-- Begin --

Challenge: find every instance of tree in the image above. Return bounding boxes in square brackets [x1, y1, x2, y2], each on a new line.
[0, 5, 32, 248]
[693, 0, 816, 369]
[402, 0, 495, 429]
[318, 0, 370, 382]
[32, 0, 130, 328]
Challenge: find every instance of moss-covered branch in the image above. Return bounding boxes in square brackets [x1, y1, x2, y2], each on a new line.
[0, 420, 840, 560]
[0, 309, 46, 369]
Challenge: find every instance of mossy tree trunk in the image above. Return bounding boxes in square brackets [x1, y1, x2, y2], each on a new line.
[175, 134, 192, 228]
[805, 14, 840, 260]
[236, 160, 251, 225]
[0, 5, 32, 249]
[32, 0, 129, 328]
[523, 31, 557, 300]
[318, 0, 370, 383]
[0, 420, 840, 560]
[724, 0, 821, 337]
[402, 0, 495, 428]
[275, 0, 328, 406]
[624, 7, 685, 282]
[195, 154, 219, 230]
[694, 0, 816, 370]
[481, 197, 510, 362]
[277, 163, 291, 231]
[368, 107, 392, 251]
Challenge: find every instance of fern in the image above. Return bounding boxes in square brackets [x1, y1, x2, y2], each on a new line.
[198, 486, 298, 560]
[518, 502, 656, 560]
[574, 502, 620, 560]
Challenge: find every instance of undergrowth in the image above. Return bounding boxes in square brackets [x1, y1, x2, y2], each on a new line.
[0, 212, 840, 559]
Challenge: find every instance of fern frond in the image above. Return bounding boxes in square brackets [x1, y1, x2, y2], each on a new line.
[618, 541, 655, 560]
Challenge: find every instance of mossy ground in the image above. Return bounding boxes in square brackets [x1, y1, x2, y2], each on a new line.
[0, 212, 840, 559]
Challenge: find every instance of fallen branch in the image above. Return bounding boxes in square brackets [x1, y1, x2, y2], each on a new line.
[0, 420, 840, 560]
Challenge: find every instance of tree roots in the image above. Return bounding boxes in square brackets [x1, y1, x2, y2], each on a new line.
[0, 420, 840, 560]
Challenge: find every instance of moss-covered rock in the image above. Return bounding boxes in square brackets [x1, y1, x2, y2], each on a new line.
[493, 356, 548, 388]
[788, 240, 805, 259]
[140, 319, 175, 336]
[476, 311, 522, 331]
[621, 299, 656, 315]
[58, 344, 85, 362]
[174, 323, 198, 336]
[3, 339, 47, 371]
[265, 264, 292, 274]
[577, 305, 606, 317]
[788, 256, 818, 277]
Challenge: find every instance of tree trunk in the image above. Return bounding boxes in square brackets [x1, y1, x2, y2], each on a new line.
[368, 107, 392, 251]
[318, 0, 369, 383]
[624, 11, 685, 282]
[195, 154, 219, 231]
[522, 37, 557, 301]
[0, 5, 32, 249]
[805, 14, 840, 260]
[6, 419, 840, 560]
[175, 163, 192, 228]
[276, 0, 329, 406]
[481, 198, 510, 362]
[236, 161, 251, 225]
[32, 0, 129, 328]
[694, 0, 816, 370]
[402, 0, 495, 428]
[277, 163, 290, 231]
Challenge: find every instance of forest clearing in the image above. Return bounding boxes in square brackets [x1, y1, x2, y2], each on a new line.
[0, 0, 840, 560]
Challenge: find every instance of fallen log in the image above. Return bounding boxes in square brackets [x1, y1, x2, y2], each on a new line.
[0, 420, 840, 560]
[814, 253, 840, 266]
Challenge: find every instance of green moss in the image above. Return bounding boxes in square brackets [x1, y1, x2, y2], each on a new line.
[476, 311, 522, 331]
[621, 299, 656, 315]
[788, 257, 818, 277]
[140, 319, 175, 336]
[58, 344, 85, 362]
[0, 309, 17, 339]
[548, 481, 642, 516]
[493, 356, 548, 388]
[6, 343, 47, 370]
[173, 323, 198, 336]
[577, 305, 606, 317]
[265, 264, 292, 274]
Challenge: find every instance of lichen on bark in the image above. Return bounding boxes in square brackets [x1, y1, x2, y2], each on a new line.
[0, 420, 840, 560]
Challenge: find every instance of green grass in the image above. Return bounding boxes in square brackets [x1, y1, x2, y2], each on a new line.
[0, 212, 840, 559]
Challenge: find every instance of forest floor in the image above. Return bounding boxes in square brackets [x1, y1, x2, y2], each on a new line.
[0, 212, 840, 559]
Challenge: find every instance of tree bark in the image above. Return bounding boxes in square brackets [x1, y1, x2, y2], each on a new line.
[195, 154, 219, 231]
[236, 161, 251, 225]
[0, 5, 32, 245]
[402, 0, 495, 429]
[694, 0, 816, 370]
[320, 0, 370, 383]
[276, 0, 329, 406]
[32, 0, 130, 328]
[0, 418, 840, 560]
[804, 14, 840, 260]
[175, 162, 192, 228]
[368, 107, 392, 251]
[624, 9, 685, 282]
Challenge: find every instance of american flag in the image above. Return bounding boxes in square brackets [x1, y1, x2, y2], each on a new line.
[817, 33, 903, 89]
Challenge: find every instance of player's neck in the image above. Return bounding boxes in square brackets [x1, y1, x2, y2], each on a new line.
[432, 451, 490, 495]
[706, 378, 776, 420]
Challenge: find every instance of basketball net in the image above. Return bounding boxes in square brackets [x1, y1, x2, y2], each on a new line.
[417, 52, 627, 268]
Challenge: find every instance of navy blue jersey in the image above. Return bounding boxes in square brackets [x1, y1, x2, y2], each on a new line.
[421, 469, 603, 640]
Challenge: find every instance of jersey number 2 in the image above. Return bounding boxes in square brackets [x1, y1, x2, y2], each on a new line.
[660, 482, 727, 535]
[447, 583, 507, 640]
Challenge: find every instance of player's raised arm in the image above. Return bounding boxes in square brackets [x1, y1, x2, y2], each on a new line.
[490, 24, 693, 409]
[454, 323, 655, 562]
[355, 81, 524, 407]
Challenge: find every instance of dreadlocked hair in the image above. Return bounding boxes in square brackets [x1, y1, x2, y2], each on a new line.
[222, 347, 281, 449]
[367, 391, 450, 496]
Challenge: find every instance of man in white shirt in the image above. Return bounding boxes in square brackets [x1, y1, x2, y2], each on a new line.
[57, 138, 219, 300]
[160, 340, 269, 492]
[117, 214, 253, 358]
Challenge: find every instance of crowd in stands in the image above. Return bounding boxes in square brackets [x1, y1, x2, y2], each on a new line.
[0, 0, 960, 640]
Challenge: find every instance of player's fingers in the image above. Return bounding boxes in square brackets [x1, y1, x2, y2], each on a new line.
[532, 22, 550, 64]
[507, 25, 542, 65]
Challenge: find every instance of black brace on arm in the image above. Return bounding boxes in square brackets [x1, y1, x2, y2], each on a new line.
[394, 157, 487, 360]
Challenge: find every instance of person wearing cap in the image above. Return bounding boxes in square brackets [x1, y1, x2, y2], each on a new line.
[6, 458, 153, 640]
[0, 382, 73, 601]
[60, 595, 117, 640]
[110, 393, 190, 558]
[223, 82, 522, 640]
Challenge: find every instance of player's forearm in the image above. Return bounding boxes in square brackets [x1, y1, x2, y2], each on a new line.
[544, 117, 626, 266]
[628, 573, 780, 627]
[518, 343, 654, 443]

-- End --

▶ [WHAT THE EXERCISE ASKS]: How many lines in the rows above contain the string "forest"? Case matters, so reply with the number alone.

▶ [SOLUTION]: 2